- EXERCISE GOAL:
Your answer must consist solely of the lines from the start of the entries below through the line with "target | crowd of people", unchanged.
::: DATA
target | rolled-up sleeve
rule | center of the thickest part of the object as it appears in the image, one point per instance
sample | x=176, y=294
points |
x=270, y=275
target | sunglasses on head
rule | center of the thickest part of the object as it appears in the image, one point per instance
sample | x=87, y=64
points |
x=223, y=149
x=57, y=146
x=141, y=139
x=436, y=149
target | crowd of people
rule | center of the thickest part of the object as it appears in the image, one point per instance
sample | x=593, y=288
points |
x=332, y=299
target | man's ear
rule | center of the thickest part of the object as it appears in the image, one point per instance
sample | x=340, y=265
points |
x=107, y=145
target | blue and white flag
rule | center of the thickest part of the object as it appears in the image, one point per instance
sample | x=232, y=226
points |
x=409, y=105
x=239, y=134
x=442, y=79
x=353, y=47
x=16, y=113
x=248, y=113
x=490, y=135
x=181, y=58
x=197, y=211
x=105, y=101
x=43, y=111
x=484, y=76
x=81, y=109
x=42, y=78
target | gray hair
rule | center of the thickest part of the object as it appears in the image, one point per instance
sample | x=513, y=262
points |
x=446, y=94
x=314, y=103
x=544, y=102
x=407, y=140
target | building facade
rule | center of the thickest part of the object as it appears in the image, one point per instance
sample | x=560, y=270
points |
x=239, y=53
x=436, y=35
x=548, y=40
::::::
- RESULT:
target | rolled-up sleeve
rule | center of the thickest part of the object as it appears in the image, one point per instance
sample | x=176, y=294
points |
x=270, y=275
target | sunglasses on head
rule | center of the thickest part of the object as it appears in the image, one point per instance
sample | x=87, y=64
points |
x=223, y=149
x=57, y=146
x=141, y=139
x=436, y=149
target | crowd of people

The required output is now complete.